*Le consegne*.
A. Rispondi in base al testo su Le Rane:
(i) Chi dirige lo spettacolo della Compagnia La Bottega del Pane?
(ii) Come si chiama il servo che accompagna Dioniso?
(iii) Quale poeta sceglie Dioniso di riportare in vita alla fine?
B. Ricopia parola per parola il tratto del testo su Le Rane che va da «Le Rane di Aristofane» fino a «penose e grottesche.».

*Brano di testo*.
· · · · ·

Al Teatro Akrai di Palazzolo Acreide (Siracusa), sabato 1 agosto alle ore 21:15, nell’ambito dell’edizione 2015 di Teatri di Pietra in Sicilia, sarà messa in scena l’ultima replica di “Le Rane” della Compagnia La Bottega del Pane diretto da Cinzia Maccagnano.
Le Rane di Aristofane – spiega una nota dell’organizzazione – sono una parodia della decadenza politica e culturale dell’Atene dell’epoca del 405 a.C., ma soprattutto una riflessione sul teatro e sulla vita morale e sociale, all’indomani della morte di Euripide e Sofocle, ultime guide intellettuali della polis. Protagonista è Dioniso, il dio del teatro, ma che qui non è più il seducente straniero delle Baccanti, bensì un patetico personaggio in cerca d’autore, un attore senza ruolo al quale avanzano battute tragiche che, fuori contesto, risultano penose e grottesche.
Il ridicolo Dioniso, con un imbarazzante travestimento da Ercole, intraprende il viaggio per l’oltretomba in cerca dell’autore che possa ridargli dignità, e con lui anche al teatro e quindi alla società, a cui solo il teatro può e deve insegnare la virtù. Con lui il servo fidato Xantia, pronto e astuto. Inizia così la Catabasi verso gl’inferi, dove non possono mancare gli incontri con Caronte, Plutone e molti altri personaggi, i quali sono la copia conforme di una umanità bassa e volgare che abita il mondo terreno. Parentesi poetica è il coro di rane della palude infernale che sbeffeggia Dioniso, ma non rinuncia a cantare cignescamente intraducibili versi poetici, unico conforto dell’anima. Il viaggio si conclude con il tanto atteso incontro con Euripide ed Eschilo, intenti a litigare per stabilire chi dei due sia il più grande poeta tragico.
Euripide accusa Eschilo di ridondanza e poca chiarezza, ed Eschilo rimprovera Euripide di aver corrotto gli ateniesi con i suoi esempi immorali insegnando loro a tradire, uccidere ed evitare di adempiere ai loro doveri. Aristofane contrappone così la poesia brillante, figlia della sofistica, di Euripide e la magniloquenza di Eschilo, a volte oscura, ma di grande valore etico. Alla fine Dioniso, giudice dell’agone, sceglie di riportare in vita Eschilo, come per dire che per una società oramai al tramonto, incosciente della propria volgarità, è meglio riportare alla memoria buoni esempi di valori e di vivere civile, piuttosto che sperare in una capacità di autocoscienza di fronte ad esempi di corruzione e degrado. Le Rane, pur con una vena comica festosa, di ispirazione lirica, parla con una tristezza sconsolata di un vuoto culturale.

· · · · ·

(Voci da una fonte di dati)
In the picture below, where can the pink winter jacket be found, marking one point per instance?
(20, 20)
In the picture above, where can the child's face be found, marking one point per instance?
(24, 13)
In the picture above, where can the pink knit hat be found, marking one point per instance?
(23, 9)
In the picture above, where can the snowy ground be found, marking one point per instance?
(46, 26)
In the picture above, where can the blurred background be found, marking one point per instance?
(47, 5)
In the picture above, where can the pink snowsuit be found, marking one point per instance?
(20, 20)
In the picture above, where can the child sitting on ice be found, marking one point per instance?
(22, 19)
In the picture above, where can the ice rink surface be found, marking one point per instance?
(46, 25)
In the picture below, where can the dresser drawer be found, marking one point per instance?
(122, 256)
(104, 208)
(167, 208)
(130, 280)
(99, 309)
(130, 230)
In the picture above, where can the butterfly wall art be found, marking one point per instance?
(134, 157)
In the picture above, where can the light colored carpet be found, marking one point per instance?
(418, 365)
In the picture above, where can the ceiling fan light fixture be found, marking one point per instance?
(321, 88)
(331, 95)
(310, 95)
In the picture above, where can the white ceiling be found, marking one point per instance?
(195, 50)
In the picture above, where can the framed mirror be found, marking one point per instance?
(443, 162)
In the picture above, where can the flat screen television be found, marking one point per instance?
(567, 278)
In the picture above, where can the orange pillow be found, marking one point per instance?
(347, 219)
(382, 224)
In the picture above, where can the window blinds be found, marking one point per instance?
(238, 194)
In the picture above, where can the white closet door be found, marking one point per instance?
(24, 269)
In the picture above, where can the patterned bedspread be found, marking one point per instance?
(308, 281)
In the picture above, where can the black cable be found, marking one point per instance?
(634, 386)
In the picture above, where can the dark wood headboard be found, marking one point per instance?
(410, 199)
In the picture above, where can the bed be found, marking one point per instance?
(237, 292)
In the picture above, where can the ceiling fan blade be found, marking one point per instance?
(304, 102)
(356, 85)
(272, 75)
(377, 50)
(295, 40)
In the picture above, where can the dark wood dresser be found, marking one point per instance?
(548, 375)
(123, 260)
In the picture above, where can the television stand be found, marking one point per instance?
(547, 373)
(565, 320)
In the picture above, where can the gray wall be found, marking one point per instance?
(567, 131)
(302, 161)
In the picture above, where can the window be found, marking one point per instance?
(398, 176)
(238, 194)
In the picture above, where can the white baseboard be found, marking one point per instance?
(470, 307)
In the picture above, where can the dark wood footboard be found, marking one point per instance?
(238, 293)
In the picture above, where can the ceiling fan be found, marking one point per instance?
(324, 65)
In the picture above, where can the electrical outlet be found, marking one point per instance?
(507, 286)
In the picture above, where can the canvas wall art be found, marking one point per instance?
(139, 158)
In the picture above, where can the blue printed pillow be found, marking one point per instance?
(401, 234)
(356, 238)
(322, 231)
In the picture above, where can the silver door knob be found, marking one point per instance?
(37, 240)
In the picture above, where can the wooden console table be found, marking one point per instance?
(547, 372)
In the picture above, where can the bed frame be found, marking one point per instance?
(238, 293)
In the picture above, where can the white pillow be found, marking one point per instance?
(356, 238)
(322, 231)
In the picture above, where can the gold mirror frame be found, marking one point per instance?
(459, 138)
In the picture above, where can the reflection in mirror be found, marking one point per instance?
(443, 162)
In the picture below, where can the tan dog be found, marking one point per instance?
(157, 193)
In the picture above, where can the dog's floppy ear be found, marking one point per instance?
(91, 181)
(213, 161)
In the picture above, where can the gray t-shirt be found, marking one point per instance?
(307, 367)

· · · · ·

*Risposte attese*.
A.
(i) Cinzia Maccagnano.
(ii) Xantia.
(iii) Eschilo.

B.
Le Rane di Aristofane – spiega una nota dell’organizzazione – sono una parodia della decadenza politica e culturale dell’Atene dell’epoca del 405 a.C., ma soprattutto una riflessione sul teatro e sulla vita morale e sociale, all’indomani della morte di Euripide e Sofocle, ultime guide intellettuali della polis. Protagonista è Dioniso, il dio del teatro, ma che qui non è più il seducente straniero delle Baccanti, bensì un patetico personaggio in cerca d’autore, un attore senza ruolo al quale avanzano battute tragiche che, fuori contesto, risultano penose e grottesche.